Supplied passage:

___

    More on Thursday's Games

    He made six 3-pointers in last year's championship game against Kansas and was even better in this one, finishing 9-for-13 for the third-highest total in NCAA tournament history.

    "Gerry had as good a performance as I've ever seen in college basketball," said coach Jim Boeheim, who tied Denny Crum for 18th all-time with his 675th win.

    "Gerry was just in another world today. I don't think you'll see the likes of that kind of game too many times ever."

    Syracuse (22-7) shot 53 percent and got 20 points from Hakim Warrick but couldn't breathe easy against 12th-seeded BYU until McNamara hit three free throws in four attempts in the final 16 seconds.

    The Orangemen, the fifth seed in the Phoenix Regional, advanced to face Maryland in the second round Saturday in a matchup of the last two national champions.

    They can thank McNamara, who made his first six 3-pointers and added three more in six attempts in the second.

    "Right from the beginning, from that first shot I took, it felt good," said McNamara, who is 15-for-23 from 3-point range in his last two NCAA tournament games. "So when you have it, you have to roll with it. You have to keep throwing it up there."

    BYU (21-9) got off to a strong start from the perimeter and had plenty of help inside from Rafael Araujo -- 24 points and 12 rebounds -- but still couldn't get past the first round for the fourth straight time. The Cougars haven't won an NCAA tournament game since beating Southern Methodist in the first round in 1993.

    "In the two or three times that I have been here, this was the best effort that I've received from a group of young men," BYU coach Steve Cleveland said. "They were ready to play, and it just didn't go our way tonight."

___

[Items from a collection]
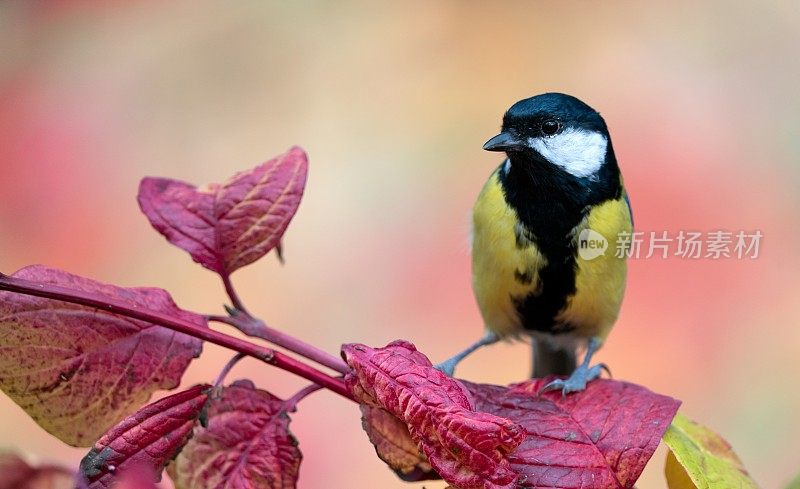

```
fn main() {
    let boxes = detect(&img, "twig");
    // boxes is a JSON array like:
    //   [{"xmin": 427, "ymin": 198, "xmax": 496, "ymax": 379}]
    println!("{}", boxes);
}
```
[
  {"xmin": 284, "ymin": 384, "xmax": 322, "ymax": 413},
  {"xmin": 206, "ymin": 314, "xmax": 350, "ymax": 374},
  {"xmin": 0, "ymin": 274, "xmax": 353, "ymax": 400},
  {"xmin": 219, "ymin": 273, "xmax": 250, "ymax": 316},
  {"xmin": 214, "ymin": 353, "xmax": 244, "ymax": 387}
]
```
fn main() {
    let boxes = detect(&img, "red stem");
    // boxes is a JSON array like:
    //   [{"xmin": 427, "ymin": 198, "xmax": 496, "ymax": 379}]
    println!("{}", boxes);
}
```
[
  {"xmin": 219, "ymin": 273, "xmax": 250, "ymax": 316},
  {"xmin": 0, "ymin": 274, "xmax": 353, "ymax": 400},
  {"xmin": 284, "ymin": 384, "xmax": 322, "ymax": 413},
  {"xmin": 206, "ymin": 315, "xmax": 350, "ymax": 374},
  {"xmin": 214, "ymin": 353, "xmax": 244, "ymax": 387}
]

___

Activity list:
1: In the basketball game report, how many points and rebounds did Rafael Araujo have for BYU?
2: Carry on the basketball game report, picking up after its final paragraph.

Results of the exercise:
1: 24 points and 12 rebounds.

2:
    Syracuse just scraped by Manhattan in the first round en route to last year's national title and was in a fight from the start in this one.

    BYU's good perimeter shooting early forced Syracuse to abandon its vaunted 2-3 zone late in the first half and Araujo had his way against man coverage. But the Cougars couldn't come up with the big shot when they needed it.

    BYU had four chances to tie it in the final two minutes, but Araujo followed two offensive rebounds with an ill-advised 3-pointer with just over a minute left, and Mark Bigelow missed a wide-open 3-pointer with 20 seconds left.

    "To let it slip away and then get down and come back and have a shot to win the game and come up short makes it really tough," Bigelow said.

    The teams set a torrid scoring pace from the start, combining to hit 11 of 12 shots in the opening five minutes.

    Warrick got Syracuse started with a tomahawk dunk on a spin move, and the Orangemen didn't miss until Demetris Nichols' runner in the lane caromed off the backboard at 15:09 on their sixth shot.

    Syracuse collapsed in on Araujo early, opening up the perimeter for BYU's shooters. The Cougars took advantage, hitting 5-of-6 from 3-point range -- three by Mike Hall -- in the first 3:37.

    When BYU finally did get it to Araujo, the bruising Brazilian muscled his way through a double team for a three-point play that put the Cougars up 18-15.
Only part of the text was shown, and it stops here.